EXERCISE TASK: Which lines in the records below contain the string "foil"? Gather each of those lines and copy it out in full.

Point labeling records
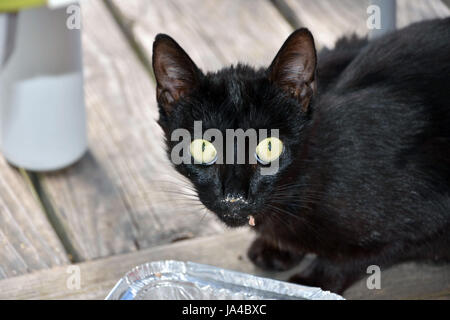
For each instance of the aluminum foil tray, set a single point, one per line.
(175, 280)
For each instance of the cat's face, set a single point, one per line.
(255, 101)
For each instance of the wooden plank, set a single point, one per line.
(123, 195)
(407, 281)
(328, 20)
(227, 250)
(214, 33)
(27, 241)
(99, 277)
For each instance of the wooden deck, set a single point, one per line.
(121, 205)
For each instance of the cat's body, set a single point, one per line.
(366, 179)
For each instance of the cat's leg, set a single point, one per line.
(331, 276)
(268, 257)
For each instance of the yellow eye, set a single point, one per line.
(203, 151)
(269, 150)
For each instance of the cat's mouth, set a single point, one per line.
(237, 220)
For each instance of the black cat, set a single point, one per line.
(364, 173)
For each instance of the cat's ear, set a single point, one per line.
(294, 67)
(176, 74)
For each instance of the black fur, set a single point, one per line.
(365, 175)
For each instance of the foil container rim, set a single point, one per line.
(141, 275)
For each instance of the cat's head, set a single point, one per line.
(235, 98)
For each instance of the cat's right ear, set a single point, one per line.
(294, 67)
(176, 74)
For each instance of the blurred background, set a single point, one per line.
(113, 201)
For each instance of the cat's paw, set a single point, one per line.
(324, 276)
(269, 258)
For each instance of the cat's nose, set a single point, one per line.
(234, 199)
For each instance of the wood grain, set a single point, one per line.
(27, 241)
(214, 33)
(227, 250)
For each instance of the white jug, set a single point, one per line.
(42, 111)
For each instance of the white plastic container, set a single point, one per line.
(42, 111)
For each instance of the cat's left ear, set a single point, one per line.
(176, 74)
(294, 67)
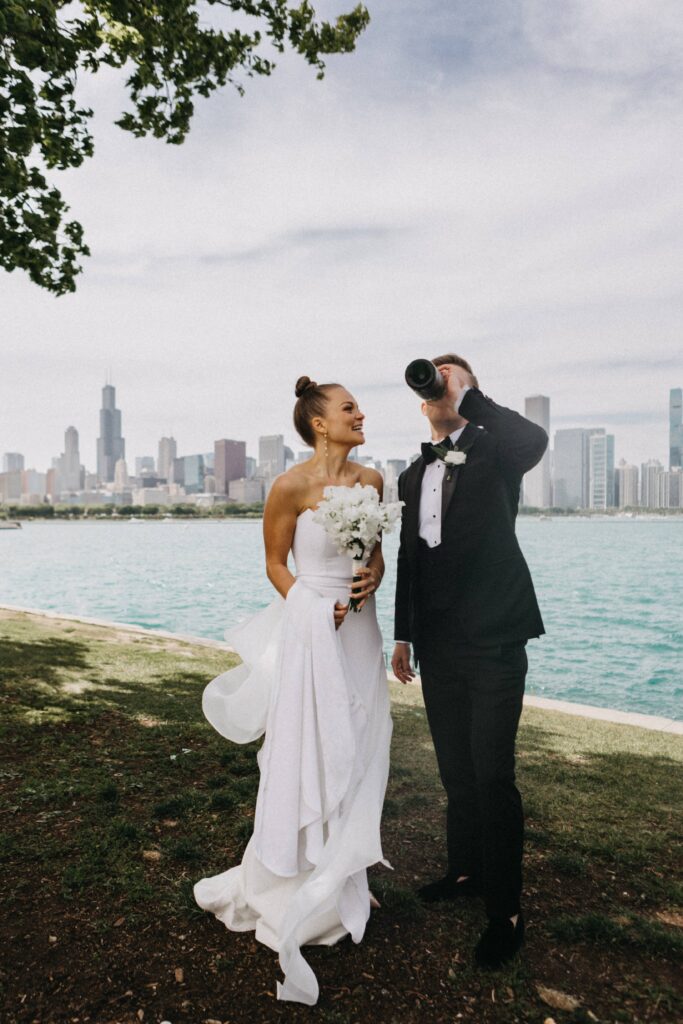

ANSWER TO THE EXERCISE:
For each instance of the aluminum foil tray, set a single point, one per line.
For each instance of the foil container rim, set a single point, one per line.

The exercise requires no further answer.